Mask labeling listing
#####
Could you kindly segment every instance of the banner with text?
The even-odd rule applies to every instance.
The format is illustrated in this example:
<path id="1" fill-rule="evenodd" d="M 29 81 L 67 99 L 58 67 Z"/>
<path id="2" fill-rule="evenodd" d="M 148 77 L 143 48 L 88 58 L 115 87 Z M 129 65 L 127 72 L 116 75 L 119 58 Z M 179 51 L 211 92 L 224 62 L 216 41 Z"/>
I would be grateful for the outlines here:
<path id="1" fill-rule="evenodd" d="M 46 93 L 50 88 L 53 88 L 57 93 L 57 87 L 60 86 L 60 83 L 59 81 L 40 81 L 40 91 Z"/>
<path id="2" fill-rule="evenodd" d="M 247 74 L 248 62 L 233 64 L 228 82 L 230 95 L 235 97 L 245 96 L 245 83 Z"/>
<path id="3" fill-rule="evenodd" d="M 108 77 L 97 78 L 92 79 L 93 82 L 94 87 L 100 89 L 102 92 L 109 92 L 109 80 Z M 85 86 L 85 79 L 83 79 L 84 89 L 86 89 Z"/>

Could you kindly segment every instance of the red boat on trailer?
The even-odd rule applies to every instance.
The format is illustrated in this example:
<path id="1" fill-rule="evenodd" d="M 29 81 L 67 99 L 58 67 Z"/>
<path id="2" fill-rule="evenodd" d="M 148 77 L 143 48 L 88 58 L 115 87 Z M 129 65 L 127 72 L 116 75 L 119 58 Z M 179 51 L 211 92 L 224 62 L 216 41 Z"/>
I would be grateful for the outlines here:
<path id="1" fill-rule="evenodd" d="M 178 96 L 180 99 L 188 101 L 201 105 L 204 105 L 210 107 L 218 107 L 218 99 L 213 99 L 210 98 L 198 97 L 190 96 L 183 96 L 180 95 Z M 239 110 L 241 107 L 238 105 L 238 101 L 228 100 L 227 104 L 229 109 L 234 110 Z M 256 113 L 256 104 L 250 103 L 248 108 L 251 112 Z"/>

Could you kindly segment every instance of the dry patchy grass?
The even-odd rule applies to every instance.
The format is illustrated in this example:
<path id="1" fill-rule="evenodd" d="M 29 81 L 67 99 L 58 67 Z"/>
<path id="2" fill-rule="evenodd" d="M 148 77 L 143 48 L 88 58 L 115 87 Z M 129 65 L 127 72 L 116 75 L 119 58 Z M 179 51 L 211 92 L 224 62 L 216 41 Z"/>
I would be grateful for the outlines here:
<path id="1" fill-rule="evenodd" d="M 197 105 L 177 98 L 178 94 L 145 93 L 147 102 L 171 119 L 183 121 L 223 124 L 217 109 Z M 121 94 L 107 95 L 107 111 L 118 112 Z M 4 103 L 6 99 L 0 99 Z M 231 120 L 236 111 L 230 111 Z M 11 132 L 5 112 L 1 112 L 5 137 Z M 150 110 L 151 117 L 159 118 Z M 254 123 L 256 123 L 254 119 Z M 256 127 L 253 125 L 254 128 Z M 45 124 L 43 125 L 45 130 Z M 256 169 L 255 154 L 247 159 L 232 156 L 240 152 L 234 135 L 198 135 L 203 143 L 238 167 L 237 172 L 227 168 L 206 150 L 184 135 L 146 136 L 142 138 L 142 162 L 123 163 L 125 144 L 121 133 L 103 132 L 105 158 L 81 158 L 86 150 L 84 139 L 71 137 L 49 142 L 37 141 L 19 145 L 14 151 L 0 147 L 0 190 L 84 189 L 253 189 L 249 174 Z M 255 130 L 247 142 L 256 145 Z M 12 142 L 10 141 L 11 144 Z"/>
#####
> **PROBLEM REQUIREMENTS**
Can you write out, word for word, everything from the line containing "Could you kindly segment every instance of the dry" down to the end of the listing, with both of those included?

> **TASK RESPONSE**
Could you kindly segment every instance of the dry patchy grass?
The even-odd rule applies to every instance.
The format is illustrated in this example:
<path id="1" fill-rule="evenodd" d="M 29 81 L 67 99 L 58 67 Z"/>
<path id="2" fill-rule="evenodd" d="M 148 77 L 143 48 L 88 58 L 115 87 Z M 129 65 L 127 72 L 116 75 L 119 58 Z M 179 51 L 211 92 L 224 62 L 216 41 Z"/>
I would be grateful for the outlines here:
<path id="1" fill-rule="evenodd" d="M 197 105 L 177 98 L 178 94 L 145 93 L 147 102 L 171 119 L 183 121 L 223 124 L 217 109 Z M 121 94 L 107 95 L 107 111 L 118 112 Z M 4 103 L 6 99 L 0 99 Z M 231 120 L 236 111 L 230 111 Z M 11 132 L 5 112 L 1 112 L 5 137 Z M 150 110 L 151 117 L 159 118 Z M 254 123 L 256 123 L 254 119 Z M 256 127 L 253 125 L 254 128 Z M 45 124 L 43 125 L 45 130 Z M 256 169 L 255 154 L 247 159 L 232 156 L 240 152 L 234 135 L 198 135 L 203 143 L 238 167 L 237 172 L 227 168 L 206 150 L 184 135 L 146 136 L 142 138 L 142 162 L 123 163 L 125 144 L 121 133 L 103 132 L 105 158 L 81 158 L 86 150 L 84 139 L 71 137 L 49 142 L 37 141 L 19 145 L 14 151 L 0 147 L 0 190 L 84 189 L 253 189 L 249 174 Z M 255 130 L 247 142 L 256 145 Z M 12 142 L 10 141 L 11 144 Z"/>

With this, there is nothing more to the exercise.